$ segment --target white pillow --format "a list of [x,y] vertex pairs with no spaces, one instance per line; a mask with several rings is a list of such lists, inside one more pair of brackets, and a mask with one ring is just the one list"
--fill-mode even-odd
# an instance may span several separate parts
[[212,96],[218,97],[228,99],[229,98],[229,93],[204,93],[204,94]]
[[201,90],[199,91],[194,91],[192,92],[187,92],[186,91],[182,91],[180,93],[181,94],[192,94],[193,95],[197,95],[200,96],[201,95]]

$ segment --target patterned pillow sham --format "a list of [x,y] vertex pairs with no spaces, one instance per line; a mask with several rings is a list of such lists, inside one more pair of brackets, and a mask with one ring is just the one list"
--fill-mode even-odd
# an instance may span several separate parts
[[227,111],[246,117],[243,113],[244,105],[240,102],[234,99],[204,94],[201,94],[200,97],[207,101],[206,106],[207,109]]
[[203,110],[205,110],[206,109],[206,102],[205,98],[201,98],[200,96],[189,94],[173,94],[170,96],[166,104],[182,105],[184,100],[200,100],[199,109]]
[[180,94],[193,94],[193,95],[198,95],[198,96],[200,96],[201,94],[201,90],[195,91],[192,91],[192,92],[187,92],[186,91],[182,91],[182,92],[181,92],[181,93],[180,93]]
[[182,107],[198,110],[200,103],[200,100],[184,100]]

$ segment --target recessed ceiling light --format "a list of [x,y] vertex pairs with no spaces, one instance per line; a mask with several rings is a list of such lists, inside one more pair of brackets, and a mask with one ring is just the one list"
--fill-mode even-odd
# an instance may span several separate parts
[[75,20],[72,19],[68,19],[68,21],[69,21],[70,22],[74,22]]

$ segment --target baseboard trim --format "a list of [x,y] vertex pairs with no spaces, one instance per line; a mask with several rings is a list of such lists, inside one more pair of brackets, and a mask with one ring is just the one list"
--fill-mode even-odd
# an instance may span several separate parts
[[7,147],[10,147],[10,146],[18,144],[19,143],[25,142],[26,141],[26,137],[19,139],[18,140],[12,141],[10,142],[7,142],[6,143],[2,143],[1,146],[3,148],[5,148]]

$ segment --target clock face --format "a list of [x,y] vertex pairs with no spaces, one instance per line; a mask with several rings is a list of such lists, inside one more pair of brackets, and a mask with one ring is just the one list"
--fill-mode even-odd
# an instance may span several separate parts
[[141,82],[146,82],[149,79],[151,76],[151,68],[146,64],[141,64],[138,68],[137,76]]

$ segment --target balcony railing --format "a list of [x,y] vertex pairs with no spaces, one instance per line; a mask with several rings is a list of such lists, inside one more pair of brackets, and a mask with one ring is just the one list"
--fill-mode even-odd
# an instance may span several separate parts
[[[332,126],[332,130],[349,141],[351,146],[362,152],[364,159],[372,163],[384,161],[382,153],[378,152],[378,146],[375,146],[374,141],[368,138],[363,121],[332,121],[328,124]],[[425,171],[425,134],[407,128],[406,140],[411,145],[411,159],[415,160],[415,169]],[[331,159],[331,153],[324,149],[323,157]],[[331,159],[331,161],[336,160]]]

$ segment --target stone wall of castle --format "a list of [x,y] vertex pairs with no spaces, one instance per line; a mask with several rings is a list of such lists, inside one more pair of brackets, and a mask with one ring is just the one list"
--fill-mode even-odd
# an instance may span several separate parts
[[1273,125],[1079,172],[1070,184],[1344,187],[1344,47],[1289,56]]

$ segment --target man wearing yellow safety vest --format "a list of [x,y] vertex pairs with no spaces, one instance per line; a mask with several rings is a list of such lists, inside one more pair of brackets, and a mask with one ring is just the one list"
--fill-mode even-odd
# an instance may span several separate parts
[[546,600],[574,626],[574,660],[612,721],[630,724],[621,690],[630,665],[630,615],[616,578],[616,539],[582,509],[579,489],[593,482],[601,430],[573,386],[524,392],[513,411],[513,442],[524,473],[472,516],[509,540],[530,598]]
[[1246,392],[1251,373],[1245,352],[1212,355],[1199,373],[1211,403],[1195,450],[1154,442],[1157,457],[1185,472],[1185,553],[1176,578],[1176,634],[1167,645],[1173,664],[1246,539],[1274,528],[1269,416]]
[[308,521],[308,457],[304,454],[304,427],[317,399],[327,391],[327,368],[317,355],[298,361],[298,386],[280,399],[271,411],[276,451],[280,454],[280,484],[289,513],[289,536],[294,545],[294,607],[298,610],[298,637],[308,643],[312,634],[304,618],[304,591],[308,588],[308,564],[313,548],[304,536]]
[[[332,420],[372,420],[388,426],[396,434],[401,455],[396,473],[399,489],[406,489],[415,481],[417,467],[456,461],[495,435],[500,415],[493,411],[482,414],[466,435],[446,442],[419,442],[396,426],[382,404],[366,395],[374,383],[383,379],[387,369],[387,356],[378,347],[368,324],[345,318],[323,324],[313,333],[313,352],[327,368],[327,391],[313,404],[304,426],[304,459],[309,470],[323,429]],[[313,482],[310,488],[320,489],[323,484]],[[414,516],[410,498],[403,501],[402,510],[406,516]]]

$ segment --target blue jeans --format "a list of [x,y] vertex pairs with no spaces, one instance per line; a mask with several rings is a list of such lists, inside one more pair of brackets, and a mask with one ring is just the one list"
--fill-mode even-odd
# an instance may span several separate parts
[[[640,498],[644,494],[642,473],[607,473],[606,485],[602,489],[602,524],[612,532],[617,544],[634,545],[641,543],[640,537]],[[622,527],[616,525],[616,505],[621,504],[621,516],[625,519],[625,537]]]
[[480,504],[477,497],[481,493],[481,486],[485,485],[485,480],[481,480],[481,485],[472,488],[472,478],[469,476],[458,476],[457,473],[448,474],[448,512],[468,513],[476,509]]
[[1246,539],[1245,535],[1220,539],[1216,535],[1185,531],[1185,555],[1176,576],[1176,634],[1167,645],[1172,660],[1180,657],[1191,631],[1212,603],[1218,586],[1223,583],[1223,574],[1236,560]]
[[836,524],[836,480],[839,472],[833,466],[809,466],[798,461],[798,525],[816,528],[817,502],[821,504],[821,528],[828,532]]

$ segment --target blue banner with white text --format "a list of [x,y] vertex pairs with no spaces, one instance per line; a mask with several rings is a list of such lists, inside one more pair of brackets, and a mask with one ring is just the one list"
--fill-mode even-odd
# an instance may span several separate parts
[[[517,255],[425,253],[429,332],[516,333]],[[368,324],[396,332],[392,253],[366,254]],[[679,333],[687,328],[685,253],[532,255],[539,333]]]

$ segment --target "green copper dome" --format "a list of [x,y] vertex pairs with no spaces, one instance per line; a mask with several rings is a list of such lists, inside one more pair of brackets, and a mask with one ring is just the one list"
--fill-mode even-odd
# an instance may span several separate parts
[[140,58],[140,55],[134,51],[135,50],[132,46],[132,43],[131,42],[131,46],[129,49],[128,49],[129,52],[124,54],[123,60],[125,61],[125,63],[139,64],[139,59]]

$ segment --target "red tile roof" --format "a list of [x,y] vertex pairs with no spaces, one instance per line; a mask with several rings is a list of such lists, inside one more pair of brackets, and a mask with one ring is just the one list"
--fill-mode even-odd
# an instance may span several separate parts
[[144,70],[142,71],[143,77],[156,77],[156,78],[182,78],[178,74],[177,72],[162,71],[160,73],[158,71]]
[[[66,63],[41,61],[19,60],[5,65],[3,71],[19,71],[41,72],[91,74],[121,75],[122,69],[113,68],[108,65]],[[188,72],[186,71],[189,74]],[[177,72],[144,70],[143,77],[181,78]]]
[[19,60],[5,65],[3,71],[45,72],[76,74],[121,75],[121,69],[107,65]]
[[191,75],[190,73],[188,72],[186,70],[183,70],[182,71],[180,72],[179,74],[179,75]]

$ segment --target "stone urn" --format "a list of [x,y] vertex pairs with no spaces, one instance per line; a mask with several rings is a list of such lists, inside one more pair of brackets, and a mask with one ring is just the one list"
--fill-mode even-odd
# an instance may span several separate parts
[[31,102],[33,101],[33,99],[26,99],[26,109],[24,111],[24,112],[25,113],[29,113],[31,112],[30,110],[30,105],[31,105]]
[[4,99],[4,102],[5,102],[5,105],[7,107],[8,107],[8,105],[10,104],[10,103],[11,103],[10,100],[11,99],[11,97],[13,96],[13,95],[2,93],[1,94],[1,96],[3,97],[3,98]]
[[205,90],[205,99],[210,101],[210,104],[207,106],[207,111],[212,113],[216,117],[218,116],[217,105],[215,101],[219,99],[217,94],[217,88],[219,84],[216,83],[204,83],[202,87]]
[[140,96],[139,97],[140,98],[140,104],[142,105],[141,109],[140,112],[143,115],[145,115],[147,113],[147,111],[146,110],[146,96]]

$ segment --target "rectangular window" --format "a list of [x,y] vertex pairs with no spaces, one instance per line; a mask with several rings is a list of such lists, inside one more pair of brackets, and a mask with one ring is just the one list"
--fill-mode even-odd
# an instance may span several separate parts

Stated goal
Reproduce the rows without any change, everything from the first line down through the line that contains "[[75,20],[72,19],[68,19],[68,21],[69,21],[70,22],[74,22]]".

Answer to this exercise
$ segment --target white pillow --format "a list of [x,y] vertex pairs with no spaces, one instance per line; a mask with several rings is a list of such lists, inside one more pair of brackets, and a mask with one ring is just the one list"
--fill-mode even-odd
# an instance may span several separate parts
[[212,96],[218,97],[228,99],[229,98],[229,93],[204,93],[204,94]]
[[201,90],[199,91],[194,91],[192,92],[187,92],[186,91],[182,91],[180,93],[181,94],[192,94],[193,95],[197,95],[200,96],[201,95]]

$ segment --target patterned pillow sham --format "a list of [x,y] vertex pairs with no spaces, one instance per line; a mask with several rings is a list of such lists, inside one more pair of brackets, and a mask with one ring is just the one list"
--fill-mode even-odd
# an instance may span several separate parts
[[227,111],[246,117],[243,113],[244,105],[240,102],[234,99],[204,94],[201,94],[200,97],[207,101],[206,106],[207,109]]
[[203,110],[205,110],[206,109],[206,102],[205,98],[201,98],[200,96],[189,94],[173,94],[170,96],[166,104],[182,105],[184,100],[200,100],[199,109]]
[[180,94],[193,94],[193,95],[198,95],[198,96],[200,96],[201,94],[201,90],[195,91],[192,91],[192,92],[187,92],[186,91],[182,91],[182,92],[181,92],[181,93],[180,93]]
[[182,107],[198,110],[200,103],[200,100],[184,100]]

$ segment --target recessed ceiling light --format "a list of [x,y] vertex pairs with no spaces, one instance per line; a mask with several rings is a list of such lists, inside one more pair of brackets, and a mask with one ring is just the one list"
--fill-mode even-odd
# an instance may span several separate parts
[[75,20],[72,19],[68,19],[68,21],[69,21],[70,22],[74,22]]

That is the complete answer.